WHAT TO WORK ON: Pull out each line of the listing below that contains the word "drain".

## begin

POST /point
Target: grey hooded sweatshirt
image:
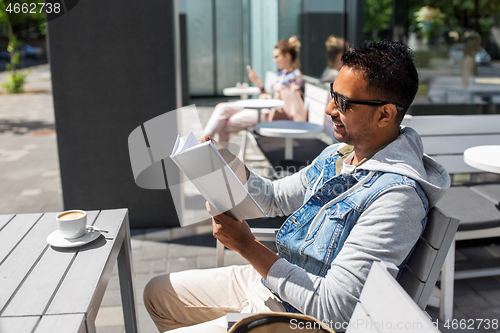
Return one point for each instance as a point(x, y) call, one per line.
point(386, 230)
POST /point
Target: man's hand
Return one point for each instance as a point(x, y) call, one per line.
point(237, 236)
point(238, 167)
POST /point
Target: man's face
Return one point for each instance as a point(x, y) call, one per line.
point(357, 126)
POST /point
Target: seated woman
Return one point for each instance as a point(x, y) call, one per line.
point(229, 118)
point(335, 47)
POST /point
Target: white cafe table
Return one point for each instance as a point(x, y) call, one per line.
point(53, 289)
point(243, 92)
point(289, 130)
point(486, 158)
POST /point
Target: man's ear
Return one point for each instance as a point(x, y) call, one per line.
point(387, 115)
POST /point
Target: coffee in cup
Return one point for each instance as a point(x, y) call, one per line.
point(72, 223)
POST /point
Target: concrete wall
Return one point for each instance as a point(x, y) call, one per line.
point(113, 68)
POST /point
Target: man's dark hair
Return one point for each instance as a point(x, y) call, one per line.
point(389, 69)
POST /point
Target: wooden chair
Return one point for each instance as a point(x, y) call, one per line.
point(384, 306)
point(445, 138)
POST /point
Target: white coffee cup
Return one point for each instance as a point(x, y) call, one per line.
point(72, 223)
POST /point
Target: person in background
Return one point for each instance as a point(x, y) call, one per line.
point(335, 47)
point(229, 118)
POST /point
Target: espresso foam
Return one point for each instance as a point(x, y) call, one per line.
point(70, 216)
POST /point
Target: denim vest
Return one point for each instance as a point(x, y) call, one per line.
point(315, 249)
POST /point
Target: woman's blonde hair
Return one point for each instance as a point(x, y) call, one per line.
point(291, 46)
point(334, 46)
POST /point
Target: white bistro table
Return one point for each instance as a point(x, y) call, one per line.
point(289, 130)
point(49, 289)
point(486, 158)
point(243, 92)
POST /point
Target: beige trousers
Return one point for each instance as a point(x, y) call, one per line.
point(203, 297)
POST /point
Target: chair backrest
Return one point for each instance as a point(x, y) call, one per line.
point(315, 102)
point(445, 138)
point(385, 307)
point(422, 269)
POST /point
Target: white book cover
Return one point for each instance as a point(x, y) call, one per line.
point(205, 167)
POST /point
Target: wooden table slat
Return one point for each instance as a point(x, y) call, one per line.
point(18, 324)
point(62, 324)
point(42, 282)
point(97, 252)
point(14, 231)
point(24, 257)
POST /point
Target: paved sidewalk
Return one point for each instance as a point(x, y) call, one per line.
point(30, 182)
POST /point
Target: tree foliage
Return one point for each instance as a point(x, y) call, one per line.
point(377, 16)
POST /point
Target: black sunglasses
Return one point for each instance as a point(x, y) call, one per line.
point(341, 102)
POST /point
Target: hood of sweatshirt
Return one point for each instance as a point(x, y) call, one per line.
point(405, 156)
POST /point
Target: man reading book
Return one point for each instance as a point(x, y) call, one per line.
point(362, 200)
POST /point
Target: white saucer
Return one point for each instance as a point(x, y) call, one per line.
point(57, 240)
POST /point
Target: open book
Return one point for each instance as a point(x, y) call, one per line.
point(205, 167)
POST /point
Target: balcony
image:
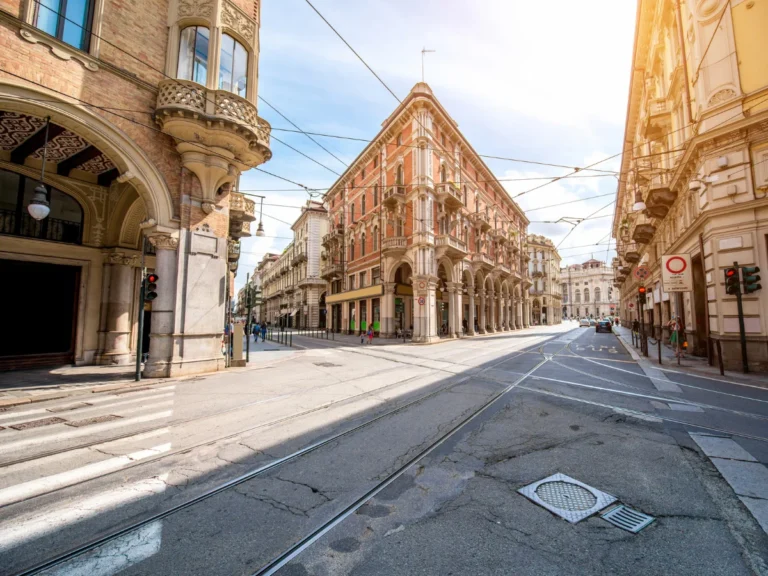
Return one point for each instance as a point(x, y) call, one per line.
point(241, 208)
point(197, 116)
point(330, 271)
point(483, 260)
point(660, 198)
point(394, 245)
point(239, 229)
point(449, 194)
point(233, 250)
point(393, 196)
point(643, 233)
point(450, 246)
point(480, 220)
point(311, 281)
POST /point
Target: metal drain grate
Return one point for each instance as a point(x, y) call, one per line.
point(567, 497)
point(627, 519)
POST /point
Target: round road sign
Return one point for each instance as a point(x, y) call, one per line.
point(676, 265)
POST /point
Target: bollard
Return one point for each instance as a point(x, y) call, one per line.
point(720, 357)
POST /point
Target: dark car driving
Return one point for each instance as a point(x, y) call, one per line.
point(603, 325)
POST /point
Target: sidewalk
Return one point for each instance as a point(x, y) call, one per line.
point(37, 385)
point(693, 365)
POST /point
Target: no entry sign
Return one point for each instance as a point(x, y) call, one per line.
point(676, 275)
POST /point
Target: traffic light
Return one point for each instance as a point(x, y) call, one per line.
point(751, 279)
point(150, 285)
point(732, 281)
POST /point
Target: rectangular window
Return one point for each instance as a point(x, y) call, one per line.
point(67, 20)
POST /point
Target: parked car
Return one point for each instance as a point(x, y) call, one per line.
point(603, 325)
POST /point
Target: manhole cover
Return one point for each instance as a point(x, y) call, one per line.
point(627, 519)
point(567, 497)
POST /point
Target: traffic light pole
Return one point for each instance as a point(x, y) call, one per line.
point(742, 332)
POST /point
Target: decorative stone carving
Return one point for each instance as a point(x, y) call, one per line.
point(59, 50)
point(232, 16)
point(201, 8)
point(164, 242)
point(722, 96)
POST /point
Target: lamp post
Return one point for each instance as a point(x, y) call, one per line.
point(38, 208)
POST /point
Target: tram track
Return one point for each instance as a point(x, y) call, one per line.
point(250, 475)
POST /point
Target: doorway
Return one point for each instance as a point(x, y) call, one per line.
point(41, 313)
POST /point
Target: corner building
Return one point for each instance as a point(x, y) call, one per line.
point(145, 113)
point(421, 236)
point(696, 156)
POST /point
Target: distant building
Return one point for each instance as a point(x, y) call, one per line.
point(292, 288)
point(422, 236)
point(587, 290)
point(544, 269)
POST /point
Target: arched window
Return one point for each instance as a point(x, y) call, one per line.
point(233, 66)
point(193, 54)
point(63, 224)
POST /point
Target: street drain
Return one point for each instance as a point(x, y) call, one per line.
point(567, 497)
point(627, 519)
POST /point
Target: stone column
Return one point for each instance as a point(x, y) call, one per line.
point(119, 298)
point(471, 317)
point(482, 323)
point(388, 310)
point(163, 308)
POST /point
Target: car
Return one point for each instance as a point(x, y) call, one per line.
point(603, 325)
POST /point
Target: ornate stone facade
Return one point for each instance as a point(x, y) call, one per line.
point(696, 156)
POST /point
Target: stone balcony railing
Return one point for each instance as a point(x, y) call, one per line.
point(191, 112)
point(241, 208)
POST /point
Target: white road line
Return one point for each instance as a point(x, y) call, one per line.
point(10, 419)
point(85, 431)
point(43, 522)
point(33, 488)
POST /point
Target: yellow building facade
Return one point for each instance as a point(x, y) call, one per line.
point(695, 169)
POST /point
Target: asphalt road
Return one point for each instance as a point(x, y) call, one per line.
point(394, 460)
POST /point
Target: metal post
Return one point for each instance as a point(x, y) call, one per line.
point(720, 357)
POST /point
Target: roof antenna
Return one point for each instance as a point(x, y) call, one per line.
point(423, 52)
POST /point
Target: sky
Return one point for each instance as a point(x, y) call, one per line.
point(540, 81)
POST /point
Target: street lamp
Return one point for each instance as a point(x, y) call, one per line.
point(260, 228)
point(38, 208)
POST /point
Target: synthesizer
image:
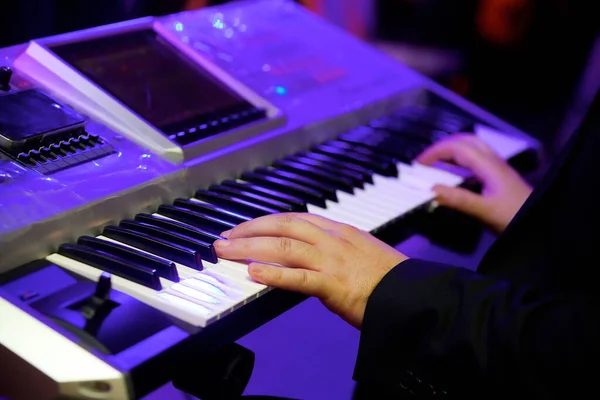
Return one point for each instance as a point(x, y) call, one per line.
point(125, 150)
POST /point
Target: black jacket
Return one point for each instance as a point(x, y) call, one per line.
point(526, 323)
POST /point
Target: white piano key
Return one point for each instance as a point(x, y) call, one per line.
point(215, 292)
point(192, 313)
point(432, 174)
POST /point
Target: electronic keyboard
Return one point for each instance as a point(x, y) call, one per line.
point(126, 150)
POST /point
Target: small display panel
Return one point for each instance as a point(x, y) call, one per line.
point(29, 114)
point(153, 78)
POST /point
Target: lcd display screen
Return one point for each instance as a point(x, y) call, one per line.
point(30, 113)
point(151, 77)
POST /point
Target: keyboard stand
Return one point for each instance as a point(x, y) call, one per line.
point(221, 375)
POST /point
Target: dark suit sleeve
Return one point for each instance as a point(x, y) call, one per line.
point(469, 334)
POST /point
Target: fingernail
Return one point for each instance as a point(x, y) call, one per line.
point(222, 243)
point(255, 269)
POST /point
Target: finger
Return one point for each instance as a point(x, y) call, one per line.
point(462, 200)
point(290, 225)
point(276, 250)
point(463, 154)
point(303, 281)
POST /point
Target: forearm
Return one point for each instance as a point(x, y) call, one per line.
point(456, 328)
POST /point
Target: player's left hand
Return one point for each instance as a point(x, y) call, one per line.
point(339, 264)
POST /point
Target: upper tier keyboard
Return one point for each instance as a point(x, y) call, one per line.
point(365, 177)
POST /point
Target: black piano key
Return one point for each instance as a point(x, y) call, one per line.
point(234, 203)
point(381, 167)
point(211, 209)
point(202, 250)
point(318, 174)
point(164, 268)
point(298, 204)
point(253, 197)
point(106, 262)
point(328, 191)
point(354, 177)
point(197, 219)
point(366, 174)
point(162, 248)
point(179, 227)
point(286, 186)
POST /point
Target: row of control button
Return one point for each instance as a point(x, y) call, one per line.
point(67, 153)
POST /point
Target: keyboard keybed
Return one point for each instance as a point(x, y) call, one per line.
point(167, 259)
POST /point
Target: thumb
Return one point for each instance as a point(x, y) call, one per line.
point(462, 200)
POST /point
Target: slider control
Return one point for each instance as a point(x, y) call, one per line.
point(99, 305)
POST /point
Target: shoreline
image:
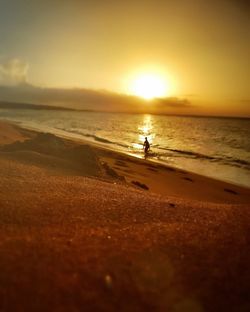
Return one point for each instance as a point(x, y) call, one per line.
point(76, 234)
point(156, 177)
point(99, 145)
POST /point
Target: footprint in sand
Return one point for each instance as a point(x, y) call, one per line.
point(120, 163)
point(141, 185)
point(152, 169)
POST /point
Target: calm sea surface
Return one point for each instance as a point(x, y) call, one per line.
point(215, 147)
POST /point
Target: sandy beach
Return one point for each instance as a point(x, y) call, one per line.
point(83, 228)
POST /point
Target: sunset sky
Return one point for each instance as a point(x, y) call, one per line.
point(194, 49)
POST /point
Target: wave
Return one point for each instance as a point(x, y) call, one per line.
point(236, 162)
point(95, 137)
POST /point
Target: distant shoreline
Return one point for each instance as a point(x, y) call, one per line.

## end

WRITTEN REPLY:
Target: metal drain grate
Target: street drain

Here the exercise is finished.